* [Goal] Report each line of the records below that contains the string "hair". Case counts.

Start of Stored rows

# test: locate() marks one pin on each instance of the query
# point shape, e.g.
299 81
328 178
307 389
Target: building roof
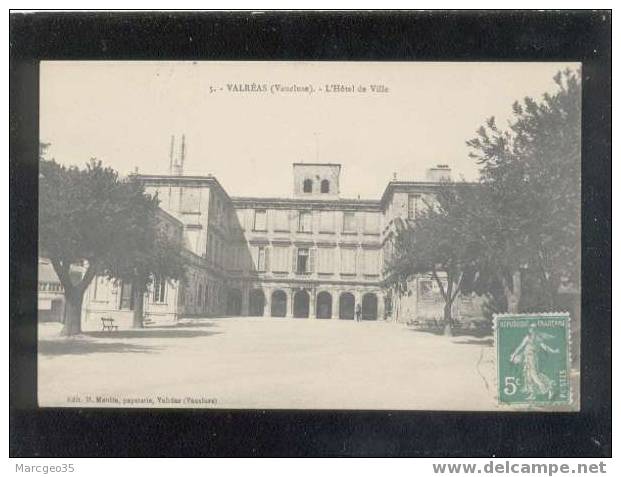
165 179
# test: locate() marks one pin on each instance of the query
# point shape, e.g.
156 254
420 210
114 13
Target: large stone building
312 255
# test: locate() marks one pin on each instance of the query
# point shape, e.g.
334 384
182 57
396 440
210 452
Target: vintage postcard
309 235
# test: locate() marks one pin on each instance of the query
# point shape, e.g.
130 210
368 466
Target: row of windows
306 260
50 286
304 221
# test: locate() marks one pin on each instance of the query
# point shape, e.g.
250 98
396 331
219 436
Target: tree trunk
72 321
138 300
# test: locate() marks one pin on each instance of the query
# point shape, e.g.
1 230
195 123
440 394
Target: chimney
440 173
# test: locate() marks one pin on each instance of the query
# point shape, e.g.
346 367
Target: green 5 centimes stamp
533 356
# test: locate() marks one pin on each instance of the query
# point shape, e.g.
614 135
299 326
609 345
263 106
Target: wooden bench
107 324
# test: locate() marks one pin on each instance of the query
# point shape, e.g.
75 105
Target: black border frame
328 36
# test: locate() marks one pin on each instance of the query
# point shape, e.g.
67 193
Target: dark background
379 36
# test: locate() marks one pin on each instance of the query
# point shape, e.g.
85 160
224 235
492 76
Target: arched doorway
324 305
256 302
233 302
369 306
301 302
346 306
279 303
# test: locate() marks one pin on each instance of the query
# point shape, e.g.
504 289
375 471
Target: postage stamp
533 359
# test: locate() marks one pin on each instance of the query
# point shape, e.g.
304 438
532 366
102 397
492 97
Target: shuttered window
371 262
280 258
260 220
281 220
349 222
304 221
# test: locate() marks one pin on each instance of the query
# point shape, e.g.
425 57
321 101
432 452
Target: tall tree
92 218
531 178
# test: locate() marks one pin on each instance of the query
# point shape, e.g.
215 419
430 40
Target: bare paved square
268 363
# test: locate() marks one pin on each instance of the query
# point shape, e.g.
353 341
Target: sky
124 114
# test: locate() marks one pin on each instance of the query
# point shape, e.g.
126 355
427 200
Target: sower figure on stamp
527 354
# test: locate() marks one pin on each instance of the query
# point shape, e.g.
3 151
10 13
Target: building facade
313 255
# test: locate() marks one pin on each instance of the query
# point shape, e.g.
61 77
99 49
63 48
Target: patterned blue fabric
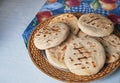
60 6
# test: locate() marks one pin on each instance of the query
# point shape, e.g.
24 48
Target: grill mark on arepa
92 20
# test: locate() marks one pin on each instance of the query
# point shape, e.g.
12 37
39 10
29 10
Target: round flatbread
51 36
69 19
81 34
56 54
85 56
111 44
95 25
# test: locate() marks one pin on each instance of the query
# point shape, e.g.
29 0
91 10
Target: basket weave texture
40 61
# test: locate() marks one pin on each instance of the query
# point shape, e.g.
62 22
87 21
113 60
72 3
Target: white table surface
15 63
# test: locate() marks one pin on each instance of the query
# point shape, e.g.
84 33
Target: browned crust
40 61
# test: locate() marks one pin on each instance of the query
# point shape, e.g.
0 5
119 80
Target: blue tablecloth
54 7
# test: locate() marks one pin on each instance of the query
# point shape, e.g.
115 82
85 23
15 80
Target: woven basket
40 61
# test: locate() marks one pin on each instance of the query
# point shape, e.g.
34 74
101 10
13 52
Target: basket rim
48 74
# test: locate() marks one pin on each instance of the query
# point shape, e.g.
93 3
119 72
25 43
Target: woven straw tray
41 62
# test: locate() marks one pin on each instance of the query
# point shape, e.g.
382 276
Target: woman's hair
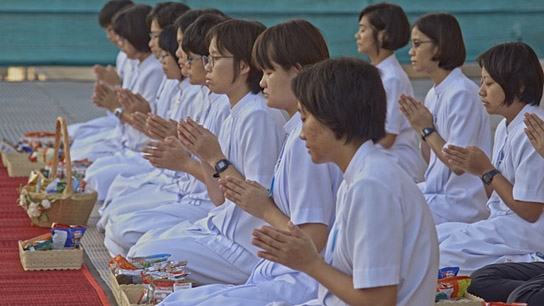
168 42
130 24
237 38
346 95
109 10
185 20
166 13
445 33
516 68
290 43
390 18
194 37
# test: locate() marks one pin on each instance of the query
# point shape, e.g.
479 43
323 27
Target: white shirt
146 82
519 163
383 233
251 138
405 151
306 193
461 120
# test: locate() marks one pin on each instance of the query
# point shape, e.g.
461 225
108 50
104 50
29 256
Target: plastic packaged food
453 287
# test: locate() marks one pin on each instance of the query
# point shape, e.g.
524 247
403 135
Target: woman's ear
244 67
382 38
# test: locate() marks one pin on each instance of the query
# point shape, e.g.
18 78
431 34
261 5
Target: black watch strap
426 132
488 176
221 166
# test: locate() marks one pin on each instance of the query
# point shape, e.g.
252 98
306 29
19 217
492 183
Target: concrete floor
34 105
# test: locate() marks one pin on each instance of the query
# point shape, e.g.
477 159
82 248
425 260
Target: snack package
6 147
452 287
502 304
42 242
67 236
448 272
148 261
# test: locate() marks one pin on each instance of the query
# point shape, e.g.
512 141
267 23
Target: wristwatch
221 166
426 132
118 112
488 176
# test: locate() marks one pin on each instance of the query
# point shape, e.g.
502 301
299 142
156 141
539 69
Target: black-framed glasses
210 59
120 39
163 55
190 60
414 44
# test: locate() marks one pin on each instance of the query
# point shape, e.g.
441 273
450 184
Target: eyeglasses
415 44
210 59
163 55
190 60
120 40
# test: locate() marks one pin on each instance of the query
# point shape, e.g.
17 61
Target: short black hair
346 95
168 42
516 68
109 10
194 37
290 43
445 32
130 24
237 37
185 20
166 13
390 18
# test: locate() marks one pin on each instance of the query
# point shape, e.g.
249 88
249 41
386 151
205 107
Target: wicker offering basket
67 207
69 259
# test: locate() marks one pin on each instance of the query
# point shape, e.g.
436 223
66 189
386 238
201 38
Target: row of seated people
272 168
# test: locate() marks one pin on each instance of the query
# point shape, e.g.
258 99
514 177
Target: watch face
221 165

End of Stored rows
Start of Stored rows

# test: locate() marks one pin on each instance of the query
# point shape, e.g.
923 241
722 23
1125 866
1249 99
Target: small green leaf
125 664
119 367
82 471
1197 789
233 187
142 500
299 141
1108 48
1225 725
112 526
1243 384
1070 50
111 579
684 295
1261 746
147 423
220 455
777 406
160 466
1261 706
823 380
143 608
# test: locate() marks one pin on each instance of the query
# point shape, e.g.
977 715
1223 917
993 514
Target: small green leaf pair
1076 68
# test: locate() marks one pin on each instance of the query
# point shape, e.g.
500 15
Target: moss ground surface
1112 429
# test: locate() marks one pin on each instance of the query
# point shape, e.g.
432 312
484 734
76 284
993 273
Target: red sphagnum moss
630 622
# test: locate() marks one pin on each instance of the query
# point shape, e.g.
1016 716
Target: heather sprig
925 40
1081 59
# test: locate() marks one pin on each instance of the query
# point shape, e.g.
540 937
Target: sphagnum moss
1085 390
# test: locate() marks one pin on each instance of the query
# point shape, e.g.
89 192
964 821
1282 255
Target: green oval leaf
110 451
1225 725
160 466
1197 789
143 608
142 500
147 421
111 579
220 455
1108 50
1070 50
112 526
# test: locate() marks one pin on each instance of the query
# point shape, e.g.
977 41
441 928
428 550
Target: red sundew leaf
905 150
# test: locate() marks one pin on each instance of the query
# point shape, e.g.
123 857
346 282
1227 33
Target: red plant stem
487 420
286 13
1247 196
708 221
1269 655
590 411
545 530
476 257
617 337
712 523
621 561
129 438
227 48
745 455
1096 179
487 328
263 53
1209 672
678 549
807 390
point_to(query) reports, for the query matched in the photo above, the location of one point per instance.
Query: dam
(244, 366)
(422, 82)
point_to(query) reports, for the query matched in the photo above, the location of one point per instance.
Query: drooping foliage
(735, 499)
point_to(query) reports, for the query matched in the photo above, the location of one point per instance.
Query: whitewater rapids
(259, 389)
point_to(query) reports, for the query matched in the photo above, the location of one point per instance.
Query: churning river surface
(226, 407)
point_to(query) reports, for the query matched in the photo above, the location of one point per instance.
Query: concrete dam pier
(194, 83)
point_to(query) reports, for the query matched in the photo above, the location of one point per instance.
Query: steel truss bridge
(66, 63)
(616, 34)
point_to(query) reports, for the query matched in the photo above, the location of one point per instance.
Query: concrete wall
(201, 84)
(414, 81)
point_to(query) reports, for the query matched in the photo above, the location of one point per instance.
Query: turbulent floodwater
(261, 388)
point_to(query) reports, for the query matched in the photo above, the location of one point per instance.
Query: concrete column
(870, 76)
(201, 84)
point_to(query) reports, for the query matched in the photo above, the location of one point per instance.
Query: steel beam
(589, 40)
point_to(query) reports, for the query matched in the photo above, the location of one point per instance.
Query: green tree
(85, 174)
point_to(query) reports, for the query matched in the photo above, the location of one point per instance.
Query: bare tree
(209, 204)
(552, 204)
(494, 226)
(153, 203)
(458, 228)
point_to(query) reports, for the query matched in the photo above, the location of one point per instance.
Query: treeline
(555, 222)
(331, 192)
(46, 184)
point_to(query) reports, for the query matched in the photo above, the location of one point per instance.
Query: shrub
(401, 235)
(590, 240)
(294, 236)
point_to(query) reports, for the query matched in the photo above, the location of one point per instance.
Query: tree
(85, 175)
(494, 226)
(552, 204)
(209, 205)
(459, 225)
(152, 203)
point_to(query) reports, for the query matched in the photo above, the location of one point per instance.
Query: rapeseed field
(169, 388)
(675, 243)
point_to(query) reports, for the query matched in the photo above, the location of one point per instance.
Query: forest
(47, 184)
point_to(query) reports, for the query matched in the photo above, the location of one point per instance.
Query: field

End of Stored rows
Start of Stored rows

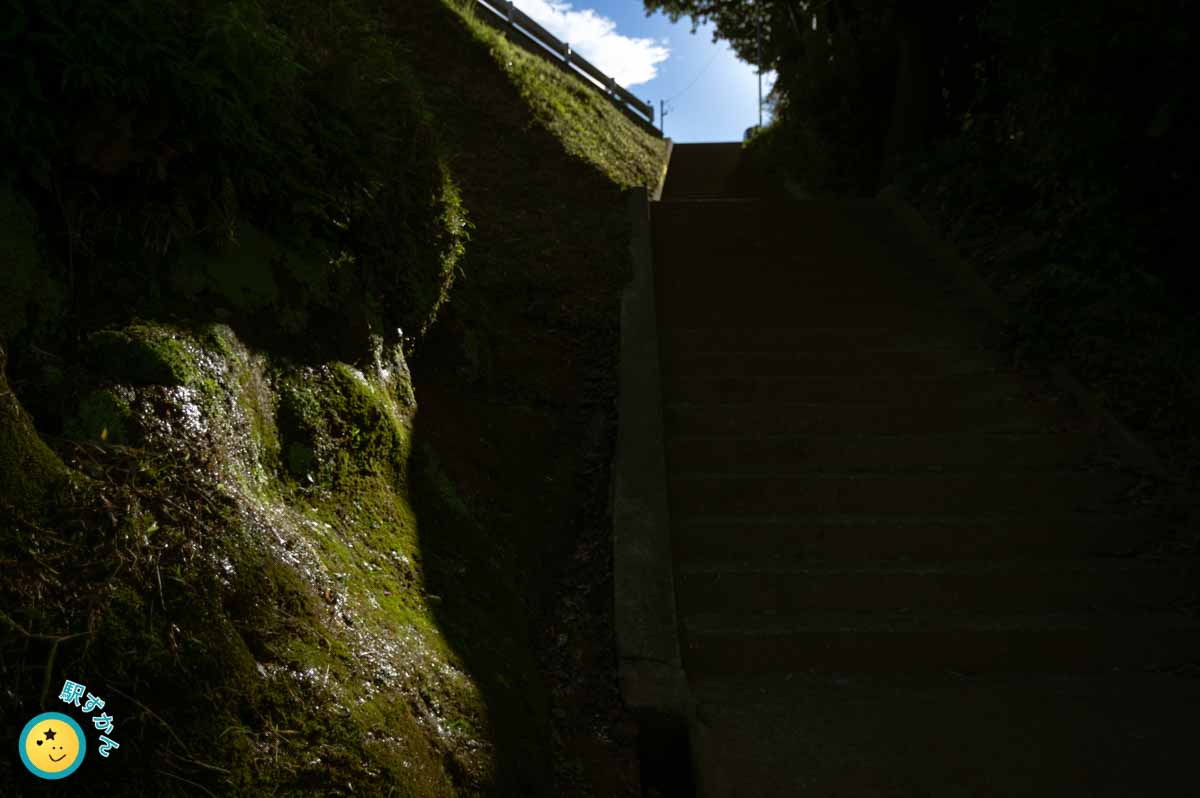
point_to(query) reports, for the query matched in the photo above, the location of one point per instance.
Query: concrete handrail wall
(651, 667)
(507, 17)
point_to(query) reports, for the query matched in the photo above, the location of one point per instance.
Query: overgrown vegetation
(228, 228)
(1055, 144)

End of Stored rows

* [Result of this exercise]
Target: woman's hair
Target: short black hair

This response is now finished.